Spatial localization data
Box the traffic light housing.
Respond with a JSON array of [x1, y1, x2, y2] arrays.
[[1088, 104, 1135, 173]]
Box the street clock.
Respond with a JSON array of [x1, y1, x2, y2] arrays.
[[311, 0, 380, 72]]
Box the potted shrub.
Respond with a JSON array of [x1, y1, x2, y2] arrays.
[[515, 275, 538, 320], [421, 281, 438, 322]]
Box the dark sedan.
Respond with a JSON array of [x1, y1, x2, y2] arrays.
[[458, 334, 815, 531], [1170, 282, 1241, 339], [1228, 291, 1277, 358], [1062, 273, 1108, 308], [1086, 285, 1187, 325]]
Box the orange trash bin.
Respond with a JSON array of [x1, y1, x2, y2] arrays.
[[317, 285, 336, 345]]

### TRY IT
Output the data exactly, in full.

### RESULT
Box the traffic light housing.
Respond with a JSON array of [x1, y1, x2, y2] arrays.
[[1088, 104, 1135, 173]]
Box the street clock.
Respond with a JSON array of [x1, y1, x2, y2] arrays.
[[311, 0, 380, 72]]
Box the potted shrub.
Respond with a JSON array of [x1, y1, x2, y2] arrays.
[[515, 275, 538, 320], [421, 281, 438, 322]]
Box the dark sedan.
Respond with a JSON array of [x1, y1, x2, y2] arrays.
[[458, 334, 815, 531], [1170, 282, 1241, 339], [1228, 291, 1277, 358], [1062, 273, 1108, 308], [1086, 285, 1187, 325]]
Box the orange trash bin.
Respond with a JSON array of [x1, y1, x2, y2] arrays.
[[317, 285, 336, 345]]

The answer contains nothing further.